[[ Extract open ]]
We recognise the diversity of our community is a strength to be cherished, not an opportunity to promote division.
And we will through our actions promote discussion of further ideas, rather than yelling.
Should we be privileged to return to Government, our immediate challenge will be transit swiftly away from being in Opposition.
When you are in Government, you actually have power to do things; to make a real difference.
So you need to make an intellectual and tactical transition of the kind the current Government has failed to do.
Next time you turn on Question Time watch and see how minister after minister in the current government, when asked to respond to a reasonable question, will blame the former Labor Government.
This after five years in office.
It’s a pattern reflected in their media messaging, where their focus is about trashing our achievements rather than writing their own story of positive reform.
This Coalition has never looked like a Government.
It has operated as an Opposition in exile.
[[ Extract closed ]]
Exercise details: How would the passage on Labor's return to Government and the Coalition's record continue after its last sentence?
[[ Provided material open ]]
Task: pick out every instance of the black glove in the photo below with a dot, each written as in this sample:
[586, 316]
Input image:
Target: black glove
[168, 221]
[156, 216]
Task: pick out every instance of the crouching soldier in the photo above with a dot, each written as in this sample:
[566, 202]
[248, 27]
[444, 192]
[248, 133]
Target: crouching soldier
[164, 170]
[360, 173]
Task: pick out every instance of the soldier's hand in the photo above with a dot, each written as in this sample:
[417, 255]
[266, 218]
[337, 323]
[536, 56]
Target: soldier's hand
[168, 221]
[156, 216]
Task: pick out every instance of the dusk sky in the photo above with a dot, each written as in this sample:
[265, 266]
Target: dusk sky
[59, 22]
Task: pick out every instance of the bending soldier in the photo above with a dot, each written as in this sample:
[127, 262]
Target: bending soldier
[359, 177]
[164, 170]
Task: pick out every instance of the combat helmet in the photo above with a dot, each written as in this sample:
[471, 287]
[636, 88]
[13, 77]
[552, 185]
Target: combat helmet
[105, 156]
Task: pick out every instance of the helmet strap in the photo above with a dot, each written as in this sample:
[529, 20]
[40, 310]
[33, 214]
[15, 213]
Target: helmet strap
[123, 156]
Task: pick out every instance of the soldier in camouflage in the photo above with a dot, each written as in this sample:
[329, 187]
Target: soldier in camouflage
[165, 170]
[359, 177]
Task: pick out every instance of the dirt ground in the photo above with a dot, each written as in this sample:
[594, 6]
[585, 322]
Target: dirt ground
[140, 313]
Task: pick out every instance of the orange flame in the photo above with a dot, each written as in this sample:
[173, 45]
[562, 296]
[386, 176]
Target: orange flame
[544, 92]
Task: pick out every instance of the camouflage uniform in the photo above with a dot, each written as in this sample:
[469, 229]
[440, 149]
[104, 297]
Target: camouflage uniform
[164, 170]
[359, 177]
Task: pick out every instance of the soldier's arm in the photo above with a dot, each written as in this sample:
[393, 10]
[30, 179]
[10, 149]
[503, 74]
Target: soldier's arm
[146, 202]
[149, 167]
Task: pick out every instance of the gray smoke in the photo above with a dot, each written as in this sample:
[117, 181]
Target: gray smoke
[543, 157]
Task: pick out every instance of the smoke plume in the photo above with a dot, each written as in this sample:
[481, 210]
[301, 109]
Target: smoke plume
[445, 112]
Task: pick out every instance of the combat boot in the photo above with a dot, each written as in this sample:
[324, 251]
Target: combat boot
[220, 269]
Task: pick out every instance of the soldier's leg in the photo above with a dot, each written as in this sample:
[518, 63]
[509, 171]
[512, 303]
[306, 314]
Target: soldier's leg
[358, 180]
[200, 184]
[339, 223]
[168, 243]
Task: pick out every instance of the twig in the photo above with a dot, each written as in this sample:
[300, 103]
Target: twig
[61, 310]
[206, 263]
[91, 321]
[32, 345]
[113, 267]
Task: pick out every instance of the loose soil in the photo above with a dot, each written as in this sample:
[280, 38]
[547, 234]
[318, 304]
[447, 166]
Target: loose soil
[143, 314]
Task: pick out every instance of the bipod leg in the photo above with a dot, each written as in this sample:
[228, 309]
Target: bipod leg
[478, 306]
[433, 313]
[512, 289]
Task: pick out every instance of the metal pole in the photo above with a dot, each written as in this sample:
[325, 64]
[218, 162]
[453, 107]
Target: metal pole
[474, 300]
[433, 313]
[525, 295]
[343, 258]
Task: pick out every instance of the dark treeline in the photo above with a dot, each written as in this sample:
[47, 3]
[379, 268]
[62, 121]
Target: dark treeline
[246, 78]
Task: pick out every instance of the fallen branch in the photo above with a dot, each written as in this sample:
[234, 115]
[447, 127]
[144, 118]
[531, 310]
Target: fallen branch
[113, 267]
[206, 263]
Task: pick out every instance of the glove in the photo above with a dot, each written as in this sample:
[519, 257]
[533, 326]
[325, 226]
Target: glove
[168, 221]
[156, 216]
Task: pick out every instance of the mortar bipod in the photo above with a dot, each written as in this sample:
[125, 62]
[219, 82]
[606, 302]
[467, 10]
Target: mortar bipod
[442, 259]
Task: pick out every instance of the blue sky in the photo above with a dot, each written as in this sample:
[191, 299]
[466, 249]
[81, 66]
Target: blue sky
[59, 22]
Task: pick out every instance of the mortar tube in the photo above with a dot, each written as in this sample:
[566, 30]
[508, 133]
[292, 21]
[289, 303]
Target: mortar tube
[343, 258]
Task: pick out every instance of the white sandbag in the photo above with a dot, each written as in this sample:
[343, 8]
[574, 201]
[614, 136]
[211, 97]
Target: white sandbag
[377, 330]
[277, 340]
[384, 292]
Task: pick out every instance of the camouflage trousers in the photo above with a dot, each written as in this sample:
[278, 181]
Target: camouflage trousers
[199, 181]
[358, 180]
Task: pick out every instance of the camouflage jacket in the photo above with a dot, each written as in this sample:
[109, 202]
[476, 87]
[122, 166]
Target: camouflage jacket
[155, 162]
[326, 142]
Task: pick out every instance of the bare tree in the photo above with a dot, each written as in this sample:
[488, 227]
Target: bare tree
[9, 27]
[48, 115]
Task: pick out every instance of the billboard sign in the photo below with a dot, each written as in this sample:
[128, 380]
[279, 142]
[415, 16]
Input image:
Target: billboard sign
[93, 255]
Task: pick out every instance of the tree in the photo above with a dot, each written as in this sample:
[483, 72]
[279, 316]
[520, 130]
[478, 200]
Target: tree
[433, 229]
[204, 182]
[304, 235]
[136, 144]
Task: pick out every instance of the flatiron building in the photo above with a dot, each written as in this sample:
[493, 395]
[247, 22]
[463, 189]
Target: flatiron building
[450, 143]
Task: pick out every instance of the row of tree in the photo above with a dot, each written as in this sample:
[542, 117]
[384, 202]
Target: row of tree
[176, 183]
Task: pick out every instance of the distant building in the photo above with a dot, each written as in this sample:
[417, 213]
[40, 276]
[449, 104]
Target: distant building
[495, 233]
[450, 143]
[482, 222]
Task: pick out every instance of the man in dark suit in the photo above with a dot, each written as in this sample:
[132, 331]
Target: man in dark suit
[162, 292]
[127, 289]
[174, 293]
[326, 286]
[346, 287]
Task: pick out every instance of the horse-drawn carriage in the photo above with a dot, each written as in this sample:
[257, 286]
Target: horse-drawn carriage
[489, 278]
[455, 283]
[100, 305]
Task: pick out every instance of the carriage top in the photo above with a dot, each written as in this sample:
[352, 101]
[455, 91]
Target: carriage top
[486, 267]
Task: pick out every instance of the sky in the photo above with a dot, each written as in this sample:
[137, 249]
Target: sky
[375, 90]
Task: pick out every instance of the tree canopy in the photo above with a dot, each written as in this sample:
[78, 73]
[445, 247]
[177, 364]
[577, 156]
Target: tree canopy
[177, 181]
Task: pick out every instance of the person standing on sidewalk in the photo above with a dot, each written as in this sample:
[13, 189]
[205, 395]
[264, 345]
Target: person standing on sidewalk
[[ Provided material closed ]]
Response area:
The current Government has made the mistake of believing Australians are as interested as they are in the preoccupations of the Menzies Institute, the Institute of Public Affairs or the hard right echo cave that is Sky News After Dark.
It is indeed a mistake for anyone in public life to think their Twitter feed is representative of broad public opinion.
Complex issues cannot always be reduced to 280 characters.
What characterises the most valued reforms is the consideration of detail, and successfully arguing the case.
Maintaining a serious and reformist Labor Government across many electoral terms requires a vision and clear objectives, but it also requires outcomes.
My view of what Australians want is pretty simple.
We want fulfilling lives in which we can find work and the means to live and raise our families.
Labor’s direct and enduring connection to the trade union movement means we can never forget people want to be respected at work and have pay and conditions that show they are valued.
Australians want to create a world in which our children have more opportunities than we enjoyed.
In practical terms, that means government should focus on basic services like health, education, workplace training and housing affordability.
They also want future generations to inherit a natural and urban environment that is in better than they enjoyed.
GETTING THINGS DONE
There are many lessons to take from John Button’s political activism.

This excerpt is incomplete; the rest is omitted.